Please repeat exactly the lines below from the one containing "can you box the child sitting" down to the one containing "can you box the white hoodie", both included, and nothing else.

######

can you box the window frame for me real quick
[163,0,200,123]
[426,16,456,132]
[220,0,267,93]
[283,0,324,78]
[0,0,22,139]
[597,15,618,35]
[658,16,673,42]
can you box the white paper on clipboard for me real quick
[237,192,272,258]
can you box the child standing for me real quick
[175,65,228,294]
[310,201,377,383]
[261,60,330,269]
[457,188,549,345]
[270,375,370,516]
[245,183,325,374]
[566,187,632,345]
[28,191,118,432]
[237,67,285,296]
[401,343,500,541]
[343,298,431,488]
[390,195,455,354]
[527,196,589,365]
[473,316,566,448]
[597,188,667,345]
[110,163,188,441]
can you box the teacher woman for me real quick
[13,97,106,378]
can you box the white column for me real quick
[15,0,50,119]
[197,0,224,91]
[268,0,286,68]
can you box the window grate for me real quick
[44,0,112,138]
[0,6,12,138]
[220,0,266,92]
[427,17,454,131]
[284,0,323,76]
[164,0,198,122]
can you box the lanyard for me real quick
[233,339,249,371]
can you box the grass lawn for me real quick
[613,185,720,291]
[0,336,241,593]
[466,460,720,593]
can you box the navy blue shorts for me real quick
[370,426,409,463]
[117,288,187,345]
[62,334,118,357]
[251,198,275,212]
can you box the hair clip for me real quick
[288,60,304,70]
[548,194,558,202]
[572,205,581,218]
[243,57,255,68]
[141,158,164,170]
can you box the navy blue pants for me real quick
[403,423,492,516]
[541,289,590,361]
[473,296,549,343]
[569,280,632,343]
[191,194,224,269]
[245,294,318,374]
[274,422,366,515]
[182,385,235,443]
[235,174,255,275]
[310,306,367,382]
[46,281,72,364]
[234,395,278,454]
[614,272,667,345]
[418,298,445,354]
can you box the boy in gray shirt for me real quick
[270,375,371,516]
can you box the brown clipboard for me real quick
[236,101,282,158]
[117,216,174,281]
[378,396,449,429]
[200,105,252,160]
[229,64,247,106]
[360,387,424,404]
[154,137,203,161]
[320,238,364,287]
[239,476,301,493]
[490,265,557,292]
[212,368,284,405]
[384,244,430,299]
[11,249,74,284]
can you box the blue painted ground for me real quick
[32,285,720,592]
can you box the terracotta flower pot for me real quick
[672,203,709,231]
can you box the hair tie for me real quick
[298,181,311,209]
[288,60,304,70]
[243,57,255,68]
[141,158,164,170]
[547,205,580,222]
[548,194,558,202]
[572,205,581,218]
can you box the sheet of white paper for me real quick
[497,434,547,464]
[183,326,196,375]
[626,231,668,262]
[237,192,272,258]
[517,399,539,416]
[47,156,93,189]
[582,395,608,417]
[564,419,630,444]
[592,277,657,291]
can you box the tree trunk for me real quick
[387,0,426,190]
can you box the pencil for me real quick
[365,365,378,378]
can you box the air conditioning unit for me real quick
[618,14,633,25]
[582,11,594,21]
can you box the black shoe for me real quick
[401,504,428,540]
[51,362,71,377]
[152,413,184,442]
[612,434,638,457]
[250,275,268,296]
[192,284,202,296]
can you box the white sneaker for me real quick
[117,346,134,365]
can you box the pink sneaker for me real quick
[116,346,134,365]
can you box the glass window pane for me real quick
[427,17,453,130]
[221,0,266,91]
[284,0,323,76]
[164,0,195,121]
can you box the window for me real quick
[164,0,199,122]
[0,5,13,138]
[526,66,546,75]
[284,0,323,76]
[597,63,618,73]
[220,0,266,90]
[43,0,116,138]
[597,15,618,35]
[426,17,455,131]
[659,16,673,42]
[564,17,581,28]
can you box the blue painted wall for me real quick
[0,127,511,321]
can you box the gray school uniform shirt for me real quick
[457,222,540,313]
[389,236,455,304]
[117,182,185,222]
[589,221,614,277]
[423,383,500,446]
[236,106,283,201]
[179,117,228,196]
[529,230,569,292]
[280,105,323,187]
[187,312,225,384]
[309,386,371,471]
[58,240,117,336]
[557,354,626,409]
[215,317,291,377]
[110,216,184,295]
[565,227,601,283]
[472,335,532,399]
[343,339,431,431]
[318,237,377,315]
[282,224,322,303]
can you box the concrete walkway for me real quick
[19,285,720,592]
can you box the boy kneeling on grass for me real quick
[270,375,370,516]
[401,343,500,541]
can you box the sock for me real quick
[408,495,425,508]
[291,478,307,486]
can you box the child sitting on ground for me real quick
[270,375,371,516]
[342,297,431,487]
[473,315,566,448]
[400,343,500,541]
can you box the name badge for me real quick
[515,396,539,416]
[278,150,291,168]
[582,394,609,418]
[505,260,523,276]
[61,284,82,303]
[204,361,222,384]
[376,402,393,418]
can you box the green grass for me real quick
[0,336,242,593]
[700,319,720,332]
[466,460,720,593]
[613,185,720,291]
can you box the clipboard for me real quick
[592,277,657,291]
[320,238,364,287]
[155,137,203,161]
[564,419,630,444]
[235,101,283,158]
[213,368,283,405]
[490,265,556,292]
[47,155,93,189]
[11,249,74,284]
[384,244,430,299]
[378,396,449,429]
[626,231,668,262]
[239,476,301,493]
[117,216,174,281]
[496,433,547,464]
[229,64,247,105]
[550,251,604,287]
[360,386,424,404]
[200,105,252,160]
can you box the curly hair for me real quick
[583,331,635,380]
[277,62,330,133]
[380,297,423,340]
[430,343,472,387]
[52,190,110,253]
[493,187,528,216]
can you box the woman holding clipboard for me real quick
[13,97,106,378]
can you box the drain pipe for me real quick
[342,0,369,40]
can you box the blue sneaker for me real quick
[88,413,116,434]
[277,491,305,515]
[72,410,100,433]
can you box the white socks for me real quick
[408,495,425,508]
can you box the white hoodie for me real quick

######

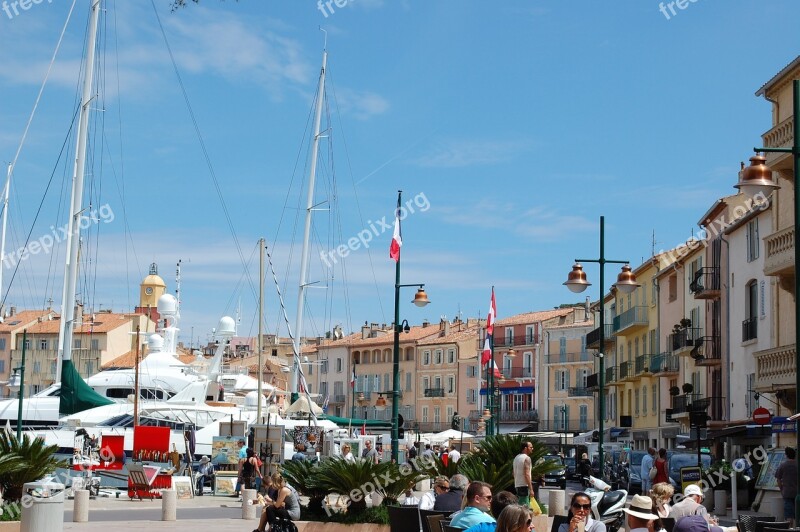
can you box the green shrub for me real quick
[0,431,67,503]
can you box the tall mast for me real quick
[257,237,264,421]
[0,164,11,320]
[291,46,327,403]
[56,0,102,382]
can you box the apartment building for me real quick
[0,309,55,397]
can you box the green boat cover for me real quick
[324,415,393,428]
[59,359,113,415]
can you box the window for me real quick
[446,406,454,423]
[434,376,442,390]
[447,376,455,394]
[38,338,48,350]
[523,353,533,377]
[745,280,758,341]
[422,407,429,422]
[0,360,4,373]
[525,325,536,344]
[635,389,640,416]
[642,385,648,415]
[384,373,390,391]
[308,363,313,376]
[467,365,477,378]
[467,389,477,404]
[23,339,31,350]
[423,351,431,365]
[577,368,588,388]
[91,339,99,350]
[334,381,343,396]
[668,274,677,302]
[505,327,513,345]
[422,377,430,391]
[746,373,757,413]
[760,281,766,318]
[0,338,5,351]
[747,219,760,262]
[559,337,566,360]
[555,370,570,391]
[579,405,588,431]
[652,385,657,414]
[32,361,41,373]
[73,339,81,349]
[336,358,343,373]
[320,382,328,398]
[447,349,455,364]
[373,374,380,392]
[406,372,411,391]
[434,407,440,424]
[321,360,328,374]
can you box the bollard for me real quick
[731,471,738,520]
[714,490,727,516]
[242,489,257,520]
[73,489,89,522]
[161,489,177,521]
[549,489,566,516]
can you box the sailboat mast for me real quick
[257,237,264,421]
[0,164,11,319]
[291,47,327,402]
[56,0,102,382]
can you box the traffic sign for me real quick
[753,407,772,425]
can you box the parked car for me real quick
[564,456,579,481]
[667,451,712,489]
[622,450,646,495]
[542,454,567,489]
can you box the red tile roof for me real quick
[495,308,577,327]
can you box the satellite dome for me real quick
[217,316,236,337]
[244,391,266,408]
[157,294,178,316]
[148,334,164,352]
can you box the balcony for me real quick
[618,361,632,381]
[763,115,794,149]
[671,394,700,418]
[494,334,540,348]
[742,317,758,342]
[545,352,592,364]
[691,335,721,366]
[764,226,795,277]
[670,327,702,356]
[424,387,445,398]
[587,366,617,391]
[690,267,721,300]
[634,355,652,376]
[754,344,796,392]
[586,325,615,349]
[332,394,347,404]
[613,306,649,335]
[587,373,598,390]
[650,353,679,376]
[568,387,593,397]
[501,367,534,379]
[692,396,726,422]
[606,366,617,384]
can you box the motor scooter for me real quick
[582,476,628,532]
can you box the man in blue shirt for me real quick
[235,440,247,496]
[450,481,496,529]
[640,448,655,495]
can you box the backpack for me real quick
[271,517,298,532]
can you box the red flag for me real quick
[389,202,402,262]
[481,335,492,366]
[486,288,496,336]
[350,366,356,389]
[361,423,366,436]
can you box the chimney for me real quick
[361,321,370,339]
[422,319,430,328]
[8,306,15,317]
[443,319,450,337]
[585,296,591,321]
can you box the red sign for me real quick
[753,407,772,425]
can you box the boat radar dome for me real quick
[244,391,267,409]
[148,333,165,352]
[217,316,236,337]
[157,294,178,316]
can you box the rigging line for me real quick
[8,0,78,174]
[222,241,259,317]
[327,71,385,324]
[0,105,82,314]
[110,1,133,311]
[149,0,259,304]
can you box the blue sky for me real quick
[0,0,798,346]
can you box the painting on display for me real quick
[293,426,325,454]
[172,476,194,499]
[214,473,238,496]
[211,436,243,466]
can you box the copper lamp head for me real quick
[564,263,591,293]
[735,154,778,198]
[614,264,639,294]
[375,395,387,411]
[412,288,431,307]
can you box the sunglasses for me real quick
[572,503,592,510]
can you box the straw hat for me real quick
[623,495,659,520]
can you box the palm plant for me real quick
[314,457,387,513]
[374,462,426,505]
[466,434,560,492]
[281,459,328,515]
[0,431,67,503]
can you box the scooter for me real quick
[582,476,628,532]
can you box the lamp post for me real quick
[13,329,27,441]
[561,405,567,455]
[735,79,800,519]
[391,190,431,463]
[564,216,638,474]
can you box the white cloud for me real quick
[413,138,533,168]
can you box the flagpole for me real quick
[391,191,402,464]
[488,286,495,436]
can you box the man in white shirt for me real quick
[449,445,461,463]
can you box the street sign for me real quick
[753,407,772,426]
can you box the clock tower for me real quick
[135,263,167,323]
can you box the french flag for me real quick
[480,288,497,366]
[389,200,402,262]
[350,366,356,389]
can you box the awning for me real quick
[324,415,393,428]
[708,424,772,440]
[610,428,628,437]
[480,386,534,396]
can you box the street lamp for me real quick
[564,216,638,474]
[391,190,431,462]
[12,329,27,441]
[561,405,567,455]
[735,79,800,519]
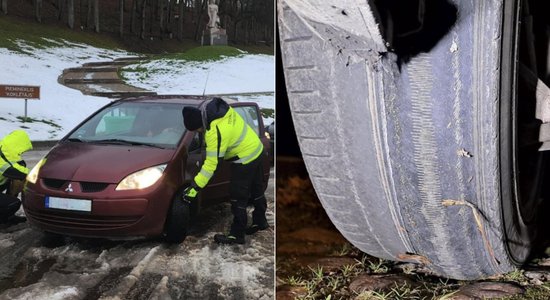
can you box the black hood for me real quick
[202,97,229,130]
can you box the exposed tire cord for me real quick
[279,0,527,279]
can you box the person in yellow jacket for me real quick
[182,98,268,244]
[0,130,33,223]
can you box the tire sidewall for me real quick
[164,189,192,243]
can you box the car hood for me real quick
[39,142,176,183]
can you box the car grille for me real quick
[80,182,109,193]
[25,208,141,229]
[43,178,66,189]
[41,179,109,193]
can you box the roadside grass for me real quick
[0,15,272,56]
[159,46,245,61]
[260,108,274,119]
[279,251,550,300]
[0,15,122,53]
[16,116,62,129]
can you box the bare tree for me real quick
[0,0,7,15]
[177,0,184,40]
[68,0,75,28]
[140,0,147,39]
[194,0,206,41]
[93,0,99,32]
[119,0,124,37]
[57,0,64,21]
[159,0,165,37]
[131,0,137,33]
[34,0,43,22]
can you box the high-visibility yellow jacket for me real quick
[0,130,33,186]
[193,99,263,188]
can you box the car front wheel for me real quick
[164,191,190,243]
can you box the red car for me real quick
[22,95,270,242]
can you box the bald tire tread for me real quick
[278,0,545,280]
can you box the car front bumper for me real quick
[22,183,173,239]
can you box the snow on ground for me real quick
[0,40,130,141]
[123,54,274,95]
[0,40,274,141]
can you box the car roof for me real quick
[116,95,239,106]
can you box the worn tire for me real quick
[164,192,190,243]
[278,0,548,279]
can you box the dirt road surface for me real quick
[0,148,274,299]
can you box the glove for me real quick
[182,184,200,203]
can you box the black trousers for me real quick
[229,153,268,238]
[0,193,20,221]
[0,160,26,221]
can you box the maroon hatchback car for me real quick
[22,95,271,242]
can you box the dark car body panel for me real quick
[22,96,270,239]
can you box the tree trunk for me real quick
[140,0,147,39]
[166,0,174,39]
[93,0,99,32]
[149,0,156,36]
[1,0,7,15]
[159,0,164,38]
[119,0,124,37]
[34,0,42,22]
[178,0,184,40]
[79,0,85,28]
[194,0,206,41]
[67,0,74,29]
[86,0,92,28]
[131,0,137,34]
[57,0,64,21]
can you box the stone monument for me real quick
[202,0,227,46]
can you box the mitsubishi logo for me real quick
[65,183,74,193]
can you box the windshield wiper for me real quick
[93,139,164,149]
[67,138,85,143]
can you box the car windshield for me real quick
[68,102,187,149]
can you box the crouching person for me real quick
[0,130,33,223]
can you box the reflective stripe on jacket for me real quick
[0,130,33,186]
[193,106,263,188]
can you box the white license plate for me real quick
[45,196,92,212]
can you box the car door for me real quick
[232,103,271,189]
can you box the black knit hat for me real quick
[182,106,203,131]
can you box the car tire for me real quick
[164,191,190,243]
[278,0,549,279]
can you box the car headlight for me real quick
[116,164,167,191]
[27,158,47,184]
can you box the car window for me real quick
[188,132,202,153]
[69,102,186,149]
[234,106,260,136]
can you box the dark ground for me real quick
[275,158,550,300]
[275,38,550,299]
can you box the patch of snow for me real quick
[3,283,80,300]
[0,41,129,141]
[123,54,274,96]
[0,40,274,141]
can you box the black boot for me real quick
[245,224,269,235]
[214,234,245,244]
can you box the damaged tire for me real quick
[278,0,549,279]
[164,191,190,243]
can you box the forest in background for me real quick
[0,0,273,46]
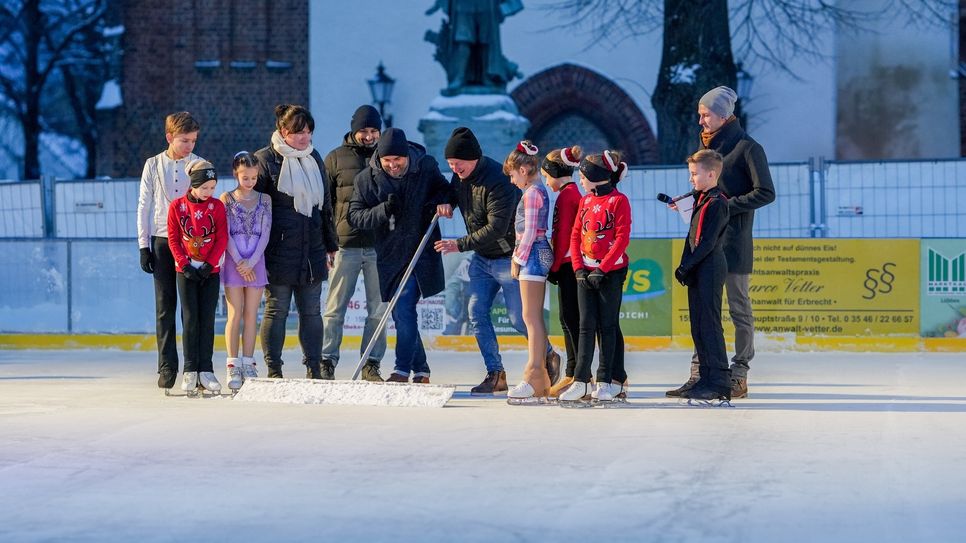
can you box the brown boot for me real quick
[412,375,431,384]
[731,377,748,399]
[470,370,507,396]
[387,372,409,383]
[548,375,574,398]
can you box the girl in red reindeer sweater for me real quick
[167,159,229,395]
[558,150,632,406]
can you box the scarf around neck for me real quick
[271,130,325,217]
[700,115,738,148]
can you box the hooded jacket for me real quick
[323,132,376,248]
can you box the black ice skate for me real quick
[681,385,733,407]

######

SOLUTION FOR THIS TASK:
can you box the child sitting on ground for me real quick
[270,375,371,516]
[342,297,431,487]
[473,315,566,448]
[400,343,500,541]
can you box the name badge for me real quick
[515,396,539,416]
[278,150,291,168]
[582,394,609,418]
[505,260,523,276]
[61,284,82,303]
[204,361,222,384]
[376,402,393,418]
can you box the green grass for me real quick
[0,336,242,593]
[700,319,720,332]
[466,460,720,593]
[613,185,720,291]
can you box the clipboard for me real quick
[592,277,657,291]
[320,238,364,287]
[155,137,203,161]
[564,419,630,444]
[235,101,283,158]
[213,368,283,405]
[490,265,556,292]
[47,155,93,189]
[11,249,74,284]
[384,244,430,299]
[378,396,449,429]
[626,231,668,262]
[239,476,301,493]
[117,216,174,281]
[496,433,547,464]
[229,64,247,105]
[550,251,604,287]
[360,386,424,404]
[200,105,252,160]
can you box the curly hair for me real quick
[583,331,635,380]
[277,62,330,133]
[380,297,423,340]
[430,343,472,387]
[52,190,110,253]
[493,187,528,216]
can you box the woman holding clipboard for me real quick
[13,97,106,378]
can you box the drain pipe for me real quick
[342,0,369,40]
can you box the blue sneaker for me real quick
[88,413,116,434]
[277,491,305,515]
[72,410,100,433]
can you box the white socks for me real quick
[408,495,425,508]
can you box the white hoodie for me real quick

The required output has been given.